-- Text provided start --

Jimmy: Yes. And the snowman's face and Charlie Brown's.
Harold: They're all happy about it. except for Patty. She's a little uncertain it looks like.
Jimmy: Michael just found a really interesting article about Pig-Pen. And what was it-- Astra magazine.
Michael: Yeah, it's a web magazine. I've never heard of it. I saw a link to it and I don't want to comment on it too much. It's definitely worth reading but I would have considered Pig-Pen like a one joke character and a very perceptive writer goes on for pages on the depths of Pig-Pen and how complex a character is. So read that because I've never seen that and now I can appreciate Pig-Pen some more.
Jimmy: That is a sign of a great work of art that the more you look at it and the more you go into it with an open mind and open eyes, you do see stuff, you do see stuff that you never thought about before. And apparently, and even according to that article, Schulz himself thought Pig-Pen was a one joke idea. and actually wrote him out of the strip for nine years. Which I've read this thing all the way through twice and never noticed.
Harold: Didn't miss him, huh?
Jimmy: He's gone for like nine years.
Harold: Wow.
Jimmy: I've never even thought about it.
Harold: Which decade was he not around?
Jimmy: It's like the late sixties to the end of the 70’s or something like that I'm pretty sure. Or it might be of 70s into the 80s. Read the article. they have the right dates but it's really interesting.
Harold: And it's interesting for those who have seen the Christmas Special. I think there's something about the special that really cements him in the Peanuts pantheon because he comes across as very self confident and proud. But he has this kind of high self esteem that somehow comes across as pretty endearing. And that I think that, at least in my mind, that is Pig-Pen. Probably, because of having seen the Christmas special so many times that I look at him through the lens of the special, I will admit, because of how he comes across, as just if anybody gives him any trouble, he's got the comeback for their their insults or their criticisms.
Jimmy: We're not going to read this one but May, 31st, 1957 is another strip that was adapted where Charlie Brown says Pig-Pen, you're the only person I know who can raise a cloud of dust in a snowstorm. That also Pig-Pen gets another gag there, in the special.

-- Text provided end --
-- Excerpted data start --

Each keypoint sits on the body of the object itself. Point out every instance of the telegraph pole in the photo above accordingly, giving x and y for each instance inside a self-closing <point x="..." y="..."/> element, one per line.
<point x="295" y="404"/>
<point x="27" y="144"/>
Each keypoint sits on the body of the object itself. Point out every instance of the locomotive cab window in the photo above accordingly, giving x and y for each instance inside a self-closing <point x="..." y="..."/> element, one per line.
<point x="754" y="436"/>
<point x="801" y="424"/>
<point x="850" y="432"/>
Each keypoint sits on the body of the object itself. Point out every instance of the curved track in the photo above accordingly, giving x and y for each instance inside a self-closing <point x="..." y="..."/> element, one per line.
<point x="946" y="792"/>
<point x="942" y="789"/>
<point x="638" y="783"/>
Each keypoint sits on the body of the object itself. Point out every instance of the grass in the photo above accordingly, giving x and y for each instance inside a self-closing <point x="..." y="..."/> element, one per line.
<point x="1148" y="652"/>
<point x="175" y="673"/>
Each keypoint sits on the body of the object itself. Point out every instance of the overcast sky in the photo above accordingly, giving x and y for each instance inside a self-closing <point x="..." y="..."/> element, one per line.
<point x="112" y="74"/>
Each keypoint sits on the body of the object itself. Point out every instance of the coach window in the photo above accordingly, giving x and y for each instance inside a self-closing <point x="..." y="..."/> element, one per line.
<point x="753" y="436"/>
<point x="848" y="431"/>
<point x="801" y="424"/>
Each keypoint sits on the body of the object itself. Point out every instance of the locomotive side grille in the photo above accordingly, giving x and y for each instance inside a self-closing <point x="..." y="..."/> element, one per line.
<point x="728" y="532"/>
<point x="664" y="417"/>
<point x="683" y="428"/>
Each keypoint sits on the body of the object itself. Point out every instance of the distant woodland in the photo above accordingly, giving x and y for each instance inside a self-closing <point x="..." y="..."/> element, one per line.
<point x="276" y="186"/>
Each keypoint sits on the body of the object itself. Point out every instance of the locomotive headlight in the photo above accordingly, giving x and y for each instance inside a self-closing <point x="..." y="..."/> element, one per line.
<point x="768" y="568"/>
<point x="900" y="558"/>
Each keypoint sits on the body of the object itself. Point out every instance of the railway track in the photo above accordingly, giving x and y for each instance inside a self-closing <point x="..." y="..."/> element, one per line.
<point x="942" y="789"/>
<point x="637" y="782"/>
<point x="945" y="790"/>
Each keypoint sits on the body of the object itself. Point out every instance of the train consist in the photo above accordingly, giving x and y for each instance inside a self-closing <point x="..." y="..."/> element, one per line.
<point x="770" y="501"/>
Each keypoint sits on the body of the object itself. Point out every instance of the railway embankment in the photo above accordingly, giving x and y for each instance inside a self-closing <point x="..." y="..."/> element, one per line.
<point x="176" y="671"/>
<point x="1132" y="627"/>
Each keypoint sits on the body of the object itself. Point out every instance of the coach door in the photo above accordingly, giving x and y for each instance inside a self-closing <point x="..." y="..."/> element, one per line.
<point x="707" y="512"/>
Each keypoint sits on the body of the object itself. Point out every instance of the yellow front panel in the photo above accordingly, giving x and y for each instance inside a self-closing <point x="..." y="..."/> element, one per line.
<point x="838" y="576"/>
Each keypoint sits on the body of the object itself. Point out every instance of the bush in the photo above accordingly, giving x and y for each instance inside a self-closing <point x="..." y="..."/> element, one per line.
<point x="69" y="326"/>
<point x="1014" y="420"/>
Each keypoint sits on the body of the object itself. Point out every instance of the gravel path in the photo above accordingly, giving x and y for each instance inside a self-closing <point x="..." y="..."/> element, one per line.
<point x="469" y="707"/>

-- Excerpted data end --

- Written exercise
Reproduce the Peanuts transcript from "Jimmy: Michael just" up to and including "Pig-Pen some more.", substituting "online magazine" for "web magazine".

- Right answer
Jimmy: Michael just found a really interesting article about Pig-Pen. And what was it-- Astra magazine.
Michael: Yeah, it's a online magazine. I've never heard of it. I saw a link to it and I don't want to comment on it too much. It's definitely worth reading but I would have considered Pig-Pen like a one joke character and a very perceptive writer goes on for pages on the depths of Pig-Pen and how complex a character is. So read that because I've never seen that and now I can appreciate Pig-Pen some more.